··· Material to process ···

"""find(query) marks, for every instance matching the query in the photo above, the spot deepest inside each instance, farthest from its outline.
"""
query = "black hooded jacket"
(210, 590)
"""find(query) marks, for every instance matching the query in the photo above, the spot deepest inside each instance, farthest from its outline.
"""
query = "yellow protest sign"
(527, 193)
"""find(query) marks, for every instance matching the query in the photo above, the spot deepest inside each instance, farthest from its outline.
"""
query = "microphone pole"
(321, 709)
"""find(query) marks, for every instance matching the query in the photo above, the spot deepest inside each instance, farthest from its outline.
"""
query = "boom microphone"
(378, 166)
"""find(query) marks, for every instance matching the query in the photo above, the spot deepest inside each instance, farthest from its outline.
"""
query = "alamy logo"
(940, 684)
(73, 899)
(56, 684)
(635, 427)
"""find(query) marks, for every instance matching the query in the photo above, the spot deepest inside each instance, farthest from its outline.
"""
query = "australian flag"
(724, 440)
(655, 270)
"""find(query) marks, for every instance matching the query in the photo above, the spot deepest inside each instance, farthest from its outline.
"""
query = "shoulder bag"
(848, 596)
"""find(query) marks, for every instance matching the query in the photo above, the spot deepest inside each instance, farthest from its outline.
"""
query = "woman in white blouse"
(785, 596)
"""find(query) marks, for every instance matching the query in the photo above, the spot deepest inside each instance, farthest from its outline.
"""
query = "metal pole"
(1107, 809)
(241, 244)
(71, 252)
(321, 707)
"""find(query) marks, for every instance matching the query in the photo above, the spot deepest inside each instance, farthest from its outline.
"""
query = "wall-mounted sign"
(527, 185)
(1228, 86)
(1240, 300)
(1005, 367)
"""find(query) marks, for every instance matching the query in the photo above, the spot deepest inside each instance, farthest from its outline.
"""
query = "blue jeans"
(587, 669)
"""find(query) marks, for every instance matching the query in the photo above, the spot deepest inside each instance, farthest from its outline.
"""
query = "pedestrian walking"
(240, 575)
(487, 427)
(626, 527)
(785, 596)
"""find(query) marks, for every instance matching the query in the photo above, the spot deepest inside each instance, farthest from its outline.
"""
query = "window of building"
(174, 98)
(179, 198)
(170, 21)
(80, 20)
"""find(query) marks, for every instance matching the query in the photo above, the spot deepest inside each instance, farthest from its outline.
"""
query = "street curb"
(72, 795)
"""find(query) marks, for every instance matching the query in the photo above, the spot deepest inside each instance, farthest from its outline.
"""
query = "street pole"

···

**Exercise brief**: Word for word, write out the data.

**Output for this exercise**:
"""find(query) marks, for every instance matching the query in the photo above, the spot deepest inside each instance, farthest from its outline.
"""
query = "black hooded jacket"
(210, 590)
"""find(query) marks, for every instance matching the query in the photo above, the spot deepest inside each instance, farthest from its outline.
"""
query = "yellow protest sign"
(527, 193)
"""find(query) marks, for every instance matching the query in the photo above, the spot deepest inside each instance, farthest from its outline.
"""
query = "microphone pole"
(321, 709)
"""find(query) marks, for every instance matching the query in the photo above, the spot deepest inside each instance, farthest from its outline.
"""
query = "boom microphone"
(378, 166)
"""find(query) marks, for every instance matching the query in the photo above, the spot deepest inside each instance, farthest from its outline.
"""
query = "alamy logo"
(940, 684)
(73, 899)
(56, 684)
(635, 427)
"""find(query) marks, for every instance matching the query in the photo above, the spot deepest inside each instance, farthest from its outline.
"""
query = "australian flag"
(724, 440)
(655, 270)
"""find(query) marks, for every instance matching the query in the photo above, the spot deepest inside each instance, farthest from its outline.
"""
query = "shoulder bag"
(848, 596)
"""find(query) marks, for every instance matching the query in the photo above, the spot deepest inside each instance, farthest from its outline.
"""
query = "woman in white blouse"
(785, 596)
"""find(query) marks, for every instance matching the query in the photo above, the spot deepest inside each instance, farthest from its outline.
"""
query = "metal pole"
(1107, 809)
(241, 244)
(71, 252)
(321, 707)
"""find(query) marks, for every instance matching the query in the photo above, the spot deepest inside each instance, farthest from its outline.
"""
query = "wall-mounted sign"
(527, 185)
(1228, 86)
(1240, 300)
(1005, 367)
"""find(query) marks, for every instance matching the query in the photo above, the spot deepest inside each instance, farthest from its outline.
"""
query = "blue jeans"
(587, 669)
"""find(query) marks, for every instance matching the query in the photo above, the spot deepest inside each instance, farthest from its outline.
"""
query = "pedestrian walking"
(240, 575)
(487, 427)
(626, 527)
(785, 596)
"""find(query) marks, for every instance matching the query in the photo above, the spot deepest inside each instance, farthest from its outline.
"""
query = "window of building"
(174, 98)
(179, 198)
(170, 21)
(80, 20)
"""find(query) marks, for every instance matching the query in the photo above, the spot deepest inside each instance, farthest from its outline.
"""
query = "street curb"
(72, 795)
"""find(query) marks, for every instance matching the query in the photo above, the spot deepest inside each instance, farthest from its outline.
"""
query = "street pole"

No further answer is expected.